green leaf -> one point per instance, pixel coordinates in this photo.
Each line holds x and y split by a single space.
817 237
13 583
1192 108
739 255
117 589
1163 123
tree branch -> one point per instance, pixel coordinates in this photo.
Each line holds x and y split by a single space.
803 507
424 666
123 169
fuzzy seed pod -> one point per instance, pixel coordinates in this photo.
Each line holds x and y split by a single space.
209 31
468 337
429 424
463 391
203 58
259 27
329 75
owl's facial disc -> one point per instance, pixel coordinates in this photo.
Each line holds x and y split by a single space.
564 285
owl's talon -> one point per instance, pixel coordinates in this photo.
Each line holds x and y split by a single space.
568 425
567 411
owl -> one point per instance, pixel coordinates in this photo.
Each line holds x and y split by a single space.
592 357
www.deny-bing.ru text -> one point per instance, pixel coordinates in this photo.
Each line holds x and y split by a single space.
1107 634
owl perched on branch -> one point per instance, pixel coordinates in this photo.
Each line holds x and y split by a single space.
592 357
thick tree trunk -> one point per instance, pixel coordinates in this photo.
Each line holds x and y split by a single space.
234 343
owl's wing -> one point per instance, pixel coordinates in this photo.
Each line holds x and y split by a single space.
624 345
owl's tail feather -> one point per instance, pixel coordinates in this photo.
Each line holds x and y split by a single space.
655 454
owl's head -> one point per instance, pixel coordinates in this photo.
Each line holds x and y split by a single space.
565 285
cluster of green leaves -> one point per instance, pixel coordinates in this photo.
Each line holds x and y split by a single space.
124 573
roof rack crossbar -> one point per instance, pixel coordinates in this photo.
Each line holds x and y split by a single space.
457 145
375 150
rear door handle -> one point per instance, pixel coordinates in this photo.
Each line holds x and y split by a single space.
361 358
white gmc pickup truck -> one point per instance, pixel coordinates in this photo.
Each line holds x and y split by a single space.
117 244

________________________

- Task objective
Put every line of the listing, from the line with "owl's tail feather" up to and including the final line, into a numbered list with blank lines left out.

- Exercise answer
1. owl's tail feather -> one point per instance, pixel coordinates in this photo.
2. Each line holds x and y split by a single space.
3. 655 454
4. owl's head -> one point per instance, pixel coordinates in this photo.
5. Each line holds x and y split by a single space.
6. 565 285
7. cluster of green leaves -> one point per instance, pixel coordinates in this photo.
8. Each line holds x and y split by a single space.
9. 124 573
10. roof rack crossbar -> one point per instance, pixel coordinates in this photo.
11. Each line holds x and y split by a single space.
12. 457 145
13. 375 150
14. rear door handle -> one point per instance, pixel coordinates in this photo.
15. Each line holds x and y split by a single space.
16. 361 358
17. white gmc pickup truck -> one point per instance, pixel coordinates in this photo.
18. Each line holds x and y split by a single space.
19. 117 244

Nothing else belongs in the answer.